● **EXTRACTED ENTRIES**
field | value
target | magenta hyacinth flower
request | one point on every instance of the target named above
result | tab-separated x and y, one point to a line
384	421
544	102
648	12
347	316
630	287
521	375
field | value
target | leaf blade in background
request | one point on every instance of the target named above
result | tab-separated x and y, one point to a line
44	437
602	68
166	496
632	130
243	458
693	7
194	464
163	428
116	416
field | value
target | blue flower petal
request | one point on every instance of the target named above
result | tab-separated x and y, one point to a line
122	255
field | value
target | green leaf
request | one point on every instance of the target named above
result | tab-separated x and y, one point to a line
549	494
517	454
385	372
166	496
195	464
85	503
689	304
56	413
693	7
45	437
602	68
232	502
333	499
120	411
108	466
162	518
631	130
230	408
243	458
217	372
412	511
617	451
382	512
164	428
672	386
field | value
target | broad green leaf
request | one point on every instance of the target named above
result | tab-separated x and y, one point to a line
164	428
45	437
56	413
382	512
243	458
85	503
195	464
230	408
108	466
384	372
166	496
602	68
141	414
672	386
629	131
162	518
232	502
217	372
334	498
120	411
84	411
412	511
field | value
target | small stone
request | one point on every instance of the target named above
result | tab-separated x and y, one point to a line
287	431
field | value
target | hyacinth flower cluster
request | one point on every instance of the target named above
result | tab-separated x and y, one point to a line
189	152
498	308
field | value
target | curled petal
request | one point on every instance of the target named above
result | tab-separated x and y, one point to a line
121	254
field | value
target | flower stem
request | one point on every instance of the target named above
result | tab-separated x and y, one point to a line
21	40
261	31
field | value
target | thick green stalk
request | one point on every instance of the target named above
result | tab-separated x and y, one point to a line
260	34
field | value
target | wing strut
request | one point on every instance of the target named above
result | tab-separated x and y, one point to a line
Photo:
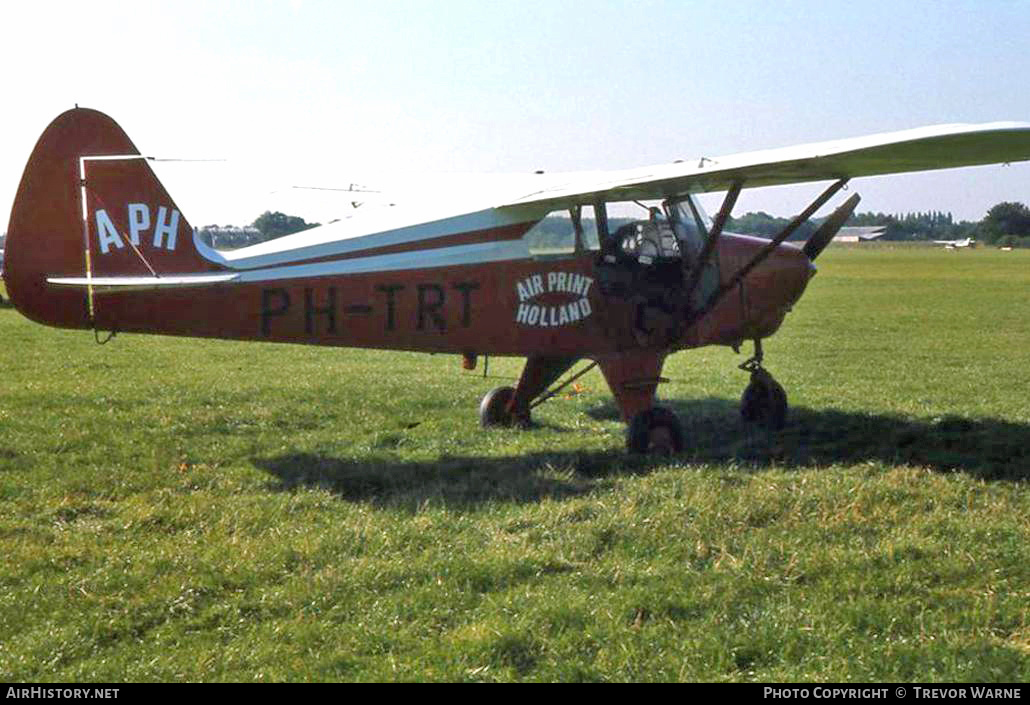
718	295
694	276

● **INSTRUCTIONS TO FOLLOW**
Search the material above for the word "petal", then copy each line that holds it.

● **THE ANSWER**
target | blue flower petal
target | curled petal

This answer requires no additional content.